═══ Data entries

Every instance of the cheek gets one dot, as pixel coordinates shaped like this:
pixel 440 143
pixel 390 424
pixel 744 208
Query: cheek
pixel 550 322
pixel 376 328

══════

■ **Objective**:
Switch "dot" to "point" throughout the data above, leaving every other word unchanged.

■ **Exercise solution**:
Every instance of the cheek gets one point, as pixel coordinates shaped like this:
pixel 440 143
pixel 390 424
pixel 744 208
Query: cheek
pixel 550 322
pixel 376 328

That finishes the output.